### Exercise brief
Scan the records below. Copy every line in which the word "headlight" appears.
|---|
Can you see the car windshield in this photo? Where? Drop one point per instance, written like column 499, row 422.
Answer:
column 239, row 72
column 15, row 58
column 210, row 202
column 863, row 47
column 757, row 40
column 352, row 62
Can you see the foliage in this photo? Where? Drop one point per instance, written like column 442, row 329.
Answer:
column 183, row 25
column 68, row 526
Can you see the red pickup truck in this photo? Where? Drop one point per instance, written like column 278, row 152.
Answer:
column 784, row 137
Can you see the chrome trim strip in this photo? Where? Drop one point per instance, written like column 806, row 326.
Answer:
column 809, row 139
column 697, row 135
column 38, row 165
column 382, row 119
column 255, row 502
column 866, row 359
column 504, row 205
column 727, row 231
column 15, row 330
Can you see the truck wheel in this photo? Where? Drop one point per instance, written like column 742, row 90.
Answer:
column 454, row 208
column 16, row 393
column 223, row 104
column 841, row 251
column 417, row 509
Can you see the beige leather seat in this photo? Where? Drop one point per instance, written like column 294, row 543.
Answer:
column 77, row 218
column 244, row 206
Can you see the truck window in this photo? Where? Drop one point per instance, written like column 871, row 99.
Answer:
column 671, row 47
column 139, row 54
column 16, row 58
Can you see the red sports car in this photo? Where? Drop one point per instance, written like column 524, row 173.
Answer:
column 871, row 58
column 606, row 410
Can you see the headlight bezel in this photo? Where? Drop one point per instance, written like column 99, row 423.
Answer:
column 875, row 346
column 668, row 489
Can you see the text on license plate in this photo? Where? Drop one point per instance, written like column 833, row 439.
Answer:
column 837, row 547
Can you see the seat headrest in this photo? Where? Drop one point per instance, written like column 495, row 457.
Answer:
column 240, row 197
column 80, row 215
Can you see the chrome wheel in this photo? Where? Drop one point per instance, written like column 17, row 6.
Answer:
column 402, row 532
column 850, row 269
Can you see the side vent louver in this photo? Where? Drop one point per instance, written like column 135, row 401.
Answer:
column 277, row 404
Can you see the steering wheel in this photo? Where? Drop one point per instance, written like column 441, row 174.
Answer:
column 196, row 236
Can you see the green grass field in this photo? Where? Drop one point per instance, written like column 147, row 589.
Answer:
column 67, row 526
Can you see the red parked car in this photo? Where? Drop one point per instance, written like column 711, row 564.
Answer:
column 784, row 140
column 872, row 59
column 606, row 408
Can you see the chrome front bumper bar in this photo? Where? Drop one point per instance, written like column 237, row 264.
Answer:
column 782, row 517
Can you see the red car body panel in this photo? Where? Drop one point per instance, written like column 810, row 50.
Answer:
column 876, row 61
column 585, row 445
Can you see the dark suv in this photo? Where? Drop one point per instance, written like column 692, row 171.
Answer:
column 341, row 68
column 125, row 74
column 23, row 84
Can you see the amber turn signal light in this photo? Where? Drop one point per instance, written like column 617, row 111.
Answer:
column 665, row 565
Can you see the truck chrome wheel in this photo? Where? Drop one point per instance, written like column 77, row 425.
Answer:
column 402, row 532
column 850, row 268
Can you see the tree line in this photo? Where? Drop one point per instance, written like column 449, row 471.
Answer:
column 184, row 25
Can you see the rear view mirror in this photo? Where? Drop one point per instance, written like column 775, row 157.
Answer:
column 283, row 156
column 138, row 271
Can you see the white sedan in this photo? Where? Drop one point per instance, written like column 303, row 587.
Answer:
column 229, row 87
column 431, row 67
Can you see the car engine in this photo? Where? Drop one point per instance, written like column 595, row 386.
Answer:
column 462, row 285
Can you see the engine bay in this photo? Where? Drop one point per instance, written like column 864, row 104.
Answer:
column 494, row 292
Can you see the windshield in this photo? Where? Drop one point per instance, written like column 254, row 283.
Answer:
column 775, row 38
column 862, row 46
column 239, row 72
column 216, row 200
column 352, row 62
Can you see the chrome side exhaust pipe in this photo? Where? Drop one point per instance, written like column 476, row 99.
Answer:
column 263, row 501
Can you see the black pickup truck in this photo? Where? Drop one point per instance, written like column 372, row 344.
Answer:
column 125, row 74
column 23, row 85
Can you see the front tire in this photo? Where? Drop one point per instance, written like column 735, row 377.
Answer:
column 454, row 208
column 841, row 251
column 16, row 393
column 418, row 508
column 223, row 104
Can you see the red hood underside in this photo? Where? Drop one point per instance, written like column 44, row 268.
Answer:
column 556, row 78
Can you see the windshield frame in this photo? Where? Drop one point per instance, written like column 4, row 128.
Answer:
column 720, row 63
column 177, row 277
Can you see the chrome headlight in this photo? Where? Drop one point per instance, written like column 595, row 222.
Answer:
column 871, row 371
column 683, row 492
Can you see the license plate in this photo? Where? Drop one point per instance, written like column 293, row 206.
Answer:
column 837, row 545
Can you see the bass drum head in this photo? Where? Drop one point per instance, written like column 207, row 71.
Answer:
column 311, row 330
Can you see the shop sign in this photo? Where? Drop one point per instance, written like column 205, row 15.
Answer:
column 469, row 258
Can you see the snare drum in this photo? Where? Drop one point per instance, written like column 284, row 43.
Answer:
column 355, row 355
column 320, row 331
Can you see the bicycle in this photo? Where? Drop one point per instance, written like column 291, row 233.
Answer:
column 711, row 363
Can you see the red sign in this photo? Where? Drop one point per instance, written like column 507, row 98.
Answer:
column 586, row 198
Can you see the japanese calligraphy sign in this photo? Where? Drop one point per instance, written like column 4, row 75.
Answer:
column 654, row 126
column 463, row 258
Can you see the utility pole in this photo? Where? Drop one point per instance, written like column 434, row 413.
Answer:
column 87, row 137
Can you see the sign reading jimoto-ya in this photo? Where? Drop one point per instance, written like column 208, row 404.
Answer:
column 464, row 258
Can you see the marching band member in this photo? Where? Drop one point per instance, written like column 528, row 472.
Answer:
|---|
### Task response
Can you see the headlight bezel in this photo? Where? Drop one point per instance, written like column 99, row 423.
Can you see the chrome headlight in this photo? Where? Drop one point per instance, written like column 595, row 222.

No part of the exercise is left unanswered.